**TASK TO COMPLETE**
Find the line that contains "Exercise. Mark the deck". Then set down that line and all the lines after it, to the end of the records, exactly and with nothing added.

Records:
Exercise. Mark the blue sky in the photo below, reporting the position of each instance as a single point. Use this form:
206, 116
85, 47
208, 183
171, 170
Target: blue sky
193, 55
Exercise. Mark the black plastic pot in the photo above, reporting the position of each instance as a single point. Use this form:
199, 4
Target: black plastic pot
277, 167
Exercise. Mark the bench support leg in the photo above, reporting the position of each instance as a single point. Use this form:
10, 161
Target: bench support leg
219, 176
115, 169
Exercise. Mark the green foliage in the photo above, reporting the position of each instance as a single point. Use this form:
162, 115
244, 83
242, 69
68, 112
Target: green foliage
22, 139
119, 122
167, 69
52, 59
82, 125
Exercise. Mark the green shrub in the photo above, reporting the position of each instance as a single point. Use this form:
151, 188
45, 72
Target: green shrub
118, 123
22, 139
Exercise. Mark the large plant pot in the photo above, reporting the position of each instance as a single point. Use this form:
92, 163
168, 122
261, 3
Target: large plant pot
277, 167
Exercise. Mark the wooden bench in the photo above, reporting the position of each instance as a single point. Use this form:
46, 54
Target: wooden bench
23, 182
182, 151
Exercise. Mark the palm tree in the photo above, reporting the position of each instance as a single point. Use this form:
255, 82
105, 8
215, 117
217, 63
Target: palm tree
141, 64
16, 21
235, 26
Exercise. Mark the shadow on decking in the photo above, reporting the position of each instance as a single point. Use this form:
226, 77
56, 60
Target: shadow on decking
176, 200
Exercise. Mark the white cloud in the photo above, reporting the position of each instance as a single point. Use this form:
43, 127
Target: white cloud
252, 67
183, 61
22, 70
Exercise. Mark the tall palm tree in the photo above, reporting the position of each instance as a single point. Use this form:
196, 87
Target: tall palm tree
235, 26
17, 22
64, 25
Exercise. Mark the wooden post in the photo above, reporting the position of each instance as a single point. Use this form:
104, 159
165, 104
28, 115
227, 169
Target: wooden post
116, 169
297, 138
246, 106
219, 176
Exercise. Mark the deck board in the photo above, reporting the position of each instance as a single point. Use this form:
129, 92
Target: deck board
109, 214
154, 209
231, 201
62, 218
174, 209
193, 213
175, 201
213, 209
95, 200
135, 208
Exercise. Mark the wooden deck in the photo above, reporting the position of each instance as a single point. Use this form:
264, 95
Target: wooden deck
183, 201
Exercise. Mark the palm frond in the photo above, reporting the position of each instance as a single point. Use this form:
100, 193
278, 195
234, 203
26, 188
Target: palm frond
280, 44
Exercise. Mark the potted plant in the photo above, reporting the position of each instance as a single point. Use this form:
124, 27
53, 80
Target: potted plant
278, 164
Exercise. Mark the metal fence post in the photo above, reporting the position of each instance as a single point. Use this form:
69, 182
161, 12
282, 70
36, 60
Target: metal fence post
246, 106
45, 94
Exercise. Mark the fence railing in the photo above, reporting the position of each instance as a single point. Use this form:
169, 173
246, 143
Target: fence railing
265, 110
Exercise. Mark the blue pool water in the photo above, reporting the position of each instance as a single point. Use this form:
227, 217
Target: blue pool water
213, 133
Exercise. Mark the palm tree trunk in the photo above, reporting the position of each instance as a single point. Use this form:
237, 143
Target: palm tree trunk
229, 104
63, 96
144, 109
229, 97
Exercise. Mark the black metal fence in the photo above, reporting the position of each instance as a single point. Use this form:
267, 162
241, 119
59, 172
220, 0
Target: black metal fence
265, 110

**ANSWER FOR THIS EXERCISE**
Exercise. Mark the deck board in the photo above, reporting the position of each instance as a single point. Use this form:
129, 92
Target: deck board
109, 214
154, 209
231, 201
62, 218
174, 209
193, 213
175, 201
213, 209
95, 200
135, 208
Exercise. Mark the wooden deck in the photo above, reporting the position of each instance as a single point. Use this form:
264, 95
Target: wooden deck
183, 201
Exercise. Mark the palm frond in the photo above, reporting the position of each instance as a single point. Use this form:
100, 193
278, 195
234, 203
26, 188
Target: palm frond
280, 44
Exercise. Mark the potted plant in the photo above, reporting the position of each instance as a single point. Use this form:
124, 27
53, 80
Target: potted plant
278, 164
Exercise. Mark the metal fence post in the photo above, reporting the position of each instance as a single point. Use this form:
69, 182
161, 12
282, 70
36, 60
Target: metal fence post
246, 106
45, 94
Exercise. Mark the fence railing in the photo above, reporting the position of each instance as a single point. Use this form:
169, 173
246, 143
Target: fence railing
265, 110
Exercise. Mark the blue pool water in the photo above, reporting the position of each instance as a single point. Use this form:
227, 217
Target: blue pool water
213, 133
Exercise. Mark the palm tree trunk in the photo above, reporting the position of each instance as a single point. Use this form:
237, 143
Target: palm tree trunk
229, 104
63, 96
144, 109
229, 97
Exercise. Mark the black metal fence in the photo above, reporting the position of each instance as a single point. Use this form:
267, 162
241, 119
59, 172
220, 0
Target: black metal fence
265, 110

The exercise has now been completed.